**** EXCERPT ****

26 Feb 2026
The group published its interim results today and revealed plans for new Australian expansion.

A major veterinary company has claimed it remains on track to deliver “sustainable” growth despite a fall in pre-tax and operating profits.
The confident message came as the CVS Group published its interim results for the six months to the end of December today, 26 February.
The figures showed pre-tax profits were down 4.4% from the previous year to £15.2 million, while operating profits dropped by 11.2% to £22.1 million.
Bosses linked those falls to factors including exceptional costs arising from the CompetItion and Markets Authority (CMA) investigation and the move to the main market of the London Stock Exchange.
But they also reported a 3.9% rise in adjusted EBITDA to £67.7 million, while operating revenues rose by 5.8% to £356.9 million.
‘Well placed’
Chief executive Richard Fairman said he was pleased with the results which had been achieved despite a “softer consumer backdrop” that had affected companion animal practice footfall.
He added: “With our focus on clinical excellence and investment in practices and people, CVS is well placed to deliver sustainable growth in the medium and longer term.”
The group revealed it had completed deals for two new practice acquisitions in Australia since the end of the period and a third is ongoing.
The company said it was confident that further UK acquisitions could be made within “appropriate multiples” once the CMA process is complete.
The firm also confirmed it expects to be included in the FTSE250 index from next month, following the completion of its move to the main LSE market last month.

****

In the article about CVS Group's interim results, how much did operating revenues rise, and to what total? Answer using only the article about CVS Group's interim results.

**** DATASET ****

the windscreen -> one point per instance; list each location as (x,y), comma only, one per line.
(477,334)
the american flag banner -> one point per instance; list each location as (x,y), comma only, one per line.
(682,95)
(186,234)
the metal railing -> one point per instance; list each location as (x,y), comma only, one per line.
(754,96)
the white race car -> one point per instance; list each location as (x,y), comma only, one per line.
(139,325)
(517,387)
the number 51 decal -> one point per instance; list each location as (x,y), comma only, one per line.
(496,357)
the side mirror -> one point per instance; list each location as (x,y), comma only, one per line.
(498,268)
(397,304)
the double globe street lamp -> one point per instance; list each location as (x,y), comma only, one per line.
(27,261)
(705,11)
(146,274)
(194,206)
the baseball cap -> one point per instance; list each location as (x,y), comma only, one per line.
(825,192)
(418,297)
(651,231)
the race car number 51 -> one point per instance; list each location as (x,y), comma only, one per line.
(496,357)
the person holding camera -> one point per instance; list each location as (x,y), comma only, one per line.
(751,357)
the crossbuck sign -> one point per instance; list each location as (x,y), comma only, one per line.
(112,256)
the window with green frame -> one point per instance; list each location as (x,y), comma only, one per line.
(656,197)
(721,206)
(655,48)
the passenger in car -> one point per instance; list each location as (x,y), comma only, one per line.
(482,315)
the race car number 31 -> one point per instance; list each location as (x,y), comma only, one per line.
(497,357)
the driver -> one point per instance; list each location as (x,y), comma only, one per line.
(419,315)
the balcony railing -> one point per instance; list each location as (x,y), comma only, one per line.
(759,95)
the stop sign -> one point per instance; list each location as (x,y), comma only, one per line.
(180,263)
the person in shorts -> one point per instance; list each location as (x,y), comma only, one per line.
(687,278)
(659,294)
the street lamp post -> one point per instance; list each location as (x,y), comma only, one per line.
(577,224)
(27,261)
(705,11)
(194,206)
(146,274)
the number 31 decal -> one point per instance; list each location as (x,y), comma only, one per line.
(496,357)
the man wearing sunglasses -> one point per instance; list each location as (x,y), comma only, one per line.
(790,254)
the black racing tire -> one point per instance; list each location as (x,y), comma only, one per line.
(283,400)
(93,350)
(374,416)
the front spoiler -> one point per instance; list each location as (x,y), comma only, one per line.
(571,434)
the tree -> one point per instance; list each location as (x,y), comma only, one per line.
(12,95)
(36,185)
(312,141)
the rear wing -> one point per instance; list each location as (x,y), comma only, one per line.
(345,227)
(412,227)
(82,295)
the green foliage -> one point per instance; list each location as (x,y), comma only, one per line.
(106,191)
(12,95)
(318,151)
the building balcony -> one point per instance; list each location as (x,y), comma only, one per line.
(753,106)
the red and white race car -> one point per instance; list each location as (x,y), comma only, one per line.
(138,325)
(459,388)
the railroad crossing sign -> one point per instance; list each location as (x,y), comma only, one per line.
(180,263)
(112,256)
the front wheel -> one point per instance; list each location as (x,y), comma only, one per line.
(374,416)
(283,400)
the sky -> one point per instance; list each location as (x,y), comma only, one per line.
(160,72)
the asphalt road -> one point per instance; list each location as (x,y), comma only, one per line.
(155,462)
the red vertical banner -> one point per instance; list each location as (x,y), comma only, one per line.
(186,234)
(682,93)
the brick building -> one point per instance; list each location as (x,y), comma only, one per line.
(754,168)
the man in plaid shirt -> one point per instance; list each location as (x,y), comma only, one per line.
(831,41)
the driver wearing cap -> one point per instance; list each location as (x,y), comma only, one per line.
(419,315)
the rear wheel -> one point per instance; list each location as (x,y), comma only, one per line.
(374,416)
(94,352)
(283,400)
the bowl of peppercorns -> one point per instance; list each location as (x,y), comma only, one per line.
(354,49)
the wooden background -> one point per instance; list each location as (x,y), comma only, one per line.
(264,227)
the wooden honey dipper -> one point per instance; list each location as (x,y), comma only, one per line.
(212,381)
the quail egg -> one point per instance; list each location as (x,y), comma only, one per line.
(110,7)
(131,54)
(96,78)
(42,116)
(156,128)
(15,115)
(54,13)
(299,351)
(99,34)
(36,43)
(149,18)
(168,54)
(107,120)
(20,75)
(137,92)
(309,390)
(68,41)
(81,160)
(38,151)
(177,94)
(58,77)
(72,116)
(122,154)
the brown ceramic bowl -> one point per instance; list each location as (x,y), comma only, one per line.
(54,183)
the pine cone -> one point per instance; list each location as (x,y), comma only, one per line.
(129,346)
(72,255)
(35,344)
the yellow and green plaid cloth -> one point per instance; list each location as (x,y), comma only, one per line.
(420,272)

****

**EXERCISE OUTPUT**
By 5.8%, to £356.9 million.